(Stored data entries)

══════════════════════════════

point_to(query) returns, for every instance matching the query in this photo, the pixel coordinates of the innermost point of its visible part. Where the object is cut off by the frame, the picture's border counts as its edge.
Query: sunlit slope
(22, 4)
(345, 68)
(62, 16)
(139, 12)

══════════════════════════════

WHAT TO DO -> Word for word, restate all of the data shown above.

SOLUTION FOR THIS PROBLEM ->
point_to(query) returns, for every instance matching the query in this photo, the pixel coordinates of the innermost point of its visible part. Where the object is cut off by the frame, the picture's border counts as its edge.
Query: sunlit slope
(22, 4)
(345, 68)
(62, 16)
(139, 12)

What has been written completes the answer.